### WHAT TO DO
Using the records below, give again exactly the lines from the line that contains "box: [150, 0, 346, 80]" through the line that contains "rough mask: <svg", both ends included, and only those.

### INPUT RECORDS
■ ■ ■ ■ ■ ■ ■

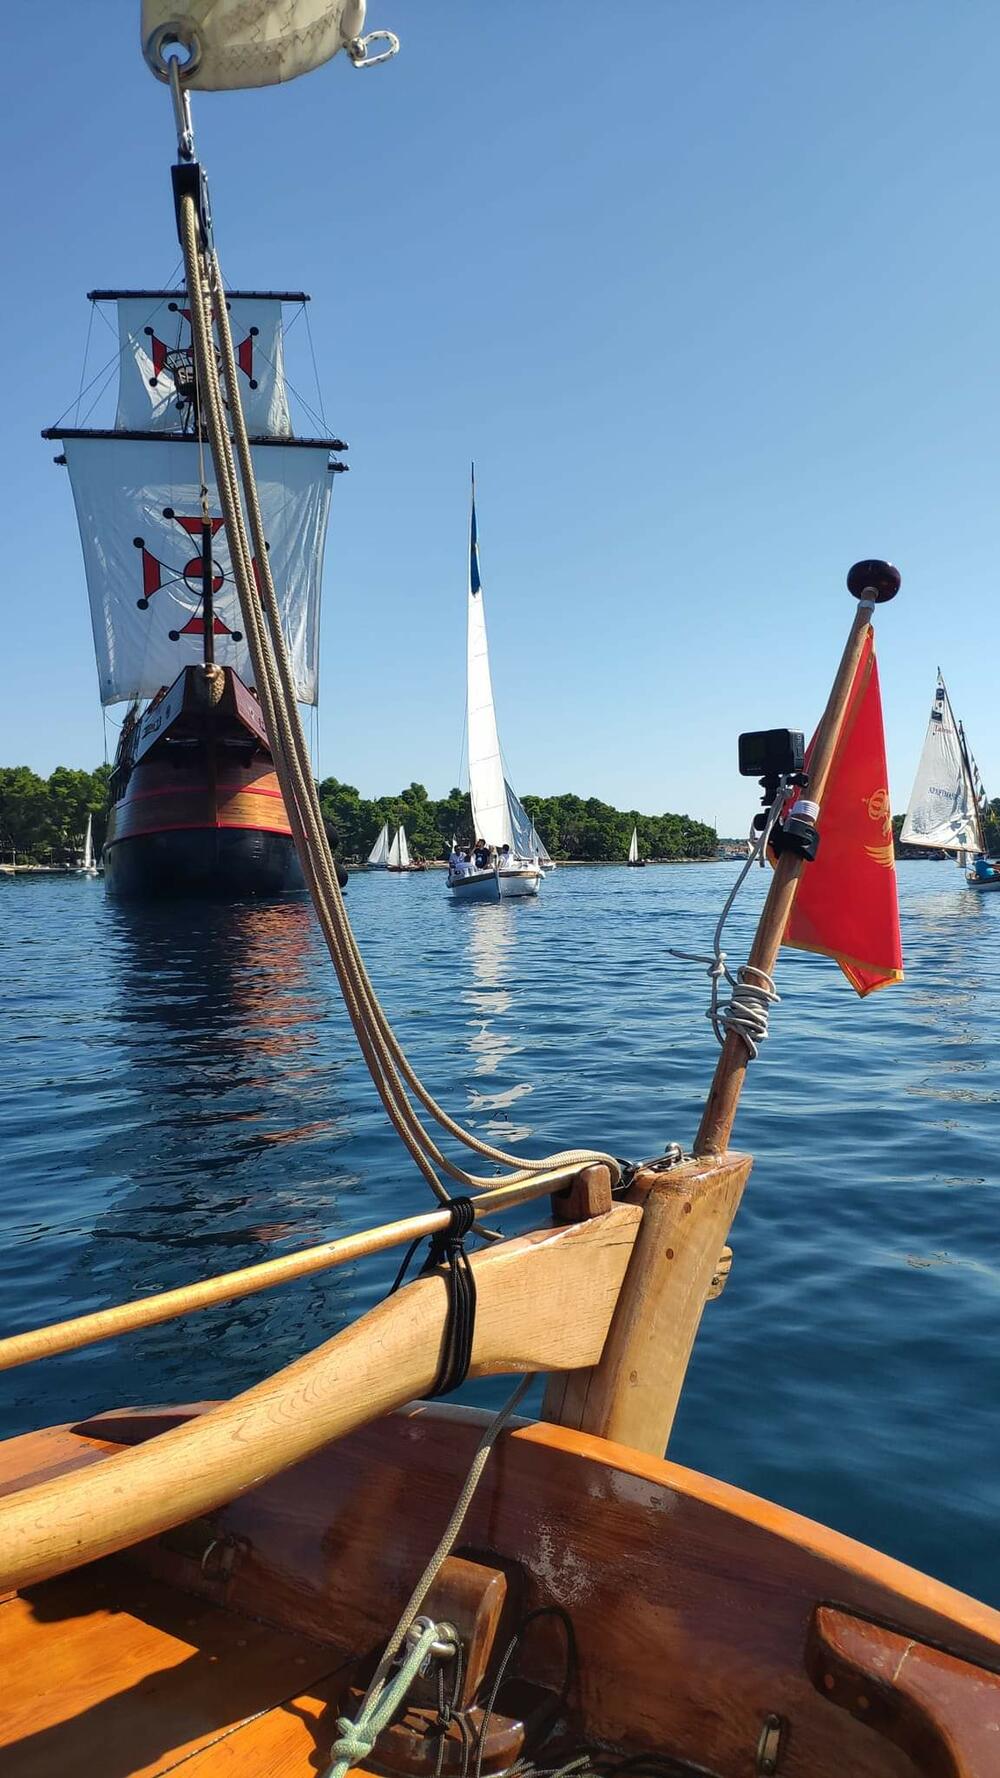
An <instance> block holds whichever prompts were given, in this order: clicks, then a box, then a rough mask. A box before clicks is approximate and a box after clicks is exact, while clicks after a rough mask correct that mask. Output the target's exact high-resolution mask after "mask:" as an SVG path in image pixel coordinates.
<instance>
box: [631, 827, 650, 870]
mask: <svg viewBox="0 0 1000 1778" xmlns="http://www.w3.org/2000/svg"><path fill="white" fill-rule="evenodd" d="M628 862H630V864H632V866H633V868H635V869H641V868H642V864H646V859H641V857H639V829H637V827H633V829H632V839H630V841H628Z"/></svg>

■ ■ ■ ■ ■ ■ ■

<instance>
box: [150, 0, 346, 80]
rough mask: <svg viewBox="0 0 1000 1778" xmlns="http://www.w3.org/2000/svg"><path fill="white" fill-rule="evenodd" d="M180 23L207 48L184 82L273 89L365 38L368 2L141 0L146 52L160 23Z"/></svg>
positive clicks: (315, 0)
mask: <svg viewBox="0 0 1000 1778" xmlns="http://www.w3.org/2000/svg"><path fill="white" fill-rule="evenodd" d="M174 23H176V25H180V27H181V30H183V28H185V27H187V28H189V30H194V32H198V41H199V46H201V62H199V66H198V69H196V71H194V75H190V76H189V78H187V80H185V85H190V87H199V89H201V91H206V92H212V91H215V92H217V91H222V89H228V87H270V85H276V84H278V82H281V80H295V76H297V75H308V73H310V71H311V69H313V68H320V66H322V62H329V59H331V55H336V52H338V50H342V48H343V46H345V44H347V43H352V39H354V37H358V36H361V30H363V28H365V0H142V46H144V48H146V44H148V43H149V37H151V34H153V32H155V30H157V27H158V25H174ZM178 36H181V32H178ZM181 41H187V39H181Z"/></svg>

■ ■ ■ ■ ■ ■ ■

### RESULT BELOW
box: [150, 0, 346, 80]
rough mask: <svg viewBox="0 0 1000 1778" xmlns="http://www.w3.org/2000/svg"><path fill="white" fill-rule="evenodd" d="M180 23L207 48L184 82L273 89L365 38L368 2L141 0L146 52L160 23Z"/></svg>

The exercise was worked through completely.